═════ RECORDS FOR PROCESSING ═════

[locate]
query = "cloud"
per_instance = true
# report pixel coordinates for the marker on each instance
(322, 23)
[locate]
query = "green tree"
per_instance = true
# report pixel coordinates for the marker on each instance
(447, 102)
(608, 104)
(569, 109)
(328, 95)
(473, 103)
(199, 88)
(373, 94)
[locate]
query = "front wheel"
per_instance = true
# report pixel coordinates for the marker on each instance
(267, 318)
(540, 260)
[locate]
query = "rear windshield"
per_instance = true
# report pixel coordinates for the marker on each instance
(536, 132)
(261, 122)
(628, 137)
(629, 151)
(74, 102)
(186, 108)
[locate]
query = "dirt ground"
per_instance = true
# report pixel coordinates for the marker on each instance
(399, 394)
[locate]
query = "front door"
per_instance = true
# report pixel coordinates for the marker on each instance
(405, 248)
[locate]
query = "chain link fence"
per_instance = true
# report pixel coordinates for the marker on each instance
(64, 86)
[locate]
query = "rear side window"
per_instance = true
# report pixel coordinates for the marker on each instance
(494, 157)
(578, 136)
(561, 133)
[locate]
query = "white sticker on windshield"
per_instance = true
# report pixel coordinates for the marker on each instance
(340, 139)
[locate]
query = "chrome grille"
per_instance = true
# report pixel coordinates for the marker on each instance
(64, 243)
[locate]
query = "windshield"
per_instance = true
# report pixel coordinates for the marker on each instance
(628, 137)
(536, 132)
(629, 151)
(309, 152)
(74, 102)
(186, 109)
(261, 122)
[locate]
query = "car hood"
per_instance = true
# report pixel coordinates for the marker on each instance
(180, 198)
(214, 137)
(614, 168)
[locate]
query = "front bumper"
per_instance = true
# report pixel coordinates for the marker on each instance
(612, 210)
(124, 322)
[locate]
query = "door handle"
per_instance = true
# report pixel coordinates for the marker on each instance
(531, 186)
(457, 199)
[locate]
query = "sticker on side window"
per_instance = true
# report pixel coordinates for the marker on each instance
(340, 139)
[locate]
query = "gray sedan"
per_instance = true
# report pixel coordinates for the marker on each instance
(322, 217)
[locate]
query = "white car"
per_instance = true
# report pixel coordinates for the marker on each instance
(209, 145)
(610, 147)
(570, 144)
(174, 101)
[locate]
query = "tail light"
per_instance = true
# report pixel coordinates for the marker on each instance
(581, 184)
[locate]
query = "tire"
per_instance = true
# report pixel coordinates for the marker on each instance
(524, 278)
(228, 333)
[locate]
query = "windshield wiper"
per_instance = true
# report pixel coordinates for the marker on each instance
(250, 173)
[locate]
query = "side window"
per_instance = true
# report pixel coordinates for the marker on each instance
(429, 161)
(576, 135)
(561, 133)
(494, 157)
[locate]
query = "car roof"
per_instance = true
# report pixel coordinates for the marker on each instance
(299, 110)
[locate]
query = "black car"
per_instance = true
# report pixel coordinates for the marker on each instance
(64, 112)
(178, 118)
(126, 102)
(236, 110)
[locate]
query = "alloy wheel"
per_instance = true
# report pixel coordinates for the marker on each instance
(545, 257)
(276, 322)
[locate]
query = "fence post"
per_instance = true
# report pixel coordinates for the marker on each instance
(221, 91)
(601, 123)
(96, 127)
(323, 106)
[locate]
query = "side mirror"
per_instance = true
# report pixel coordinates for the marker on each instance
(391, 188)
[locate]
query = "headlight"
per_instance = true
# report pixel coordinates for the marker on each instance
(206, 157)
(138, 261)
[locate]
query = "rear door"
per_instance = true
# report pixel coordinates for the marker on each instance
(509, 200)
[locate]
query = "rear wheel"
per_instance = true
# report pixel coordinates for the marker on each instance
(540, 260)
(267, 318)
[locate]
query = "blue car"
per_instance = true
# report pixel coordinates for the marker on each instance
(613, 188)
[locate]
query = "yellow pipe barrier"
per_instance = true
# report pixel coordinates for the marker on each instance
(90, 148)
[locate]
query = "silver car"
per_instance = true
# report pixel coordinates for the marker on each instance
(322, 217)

═════

Within the material, find all lines that hold the word "windshield" and show them.

**OUTPUT OF THE TASK**:
query = "rear windshield"
query = "white sticker on windshield"
query = "windshield"
query = "windshield wiper"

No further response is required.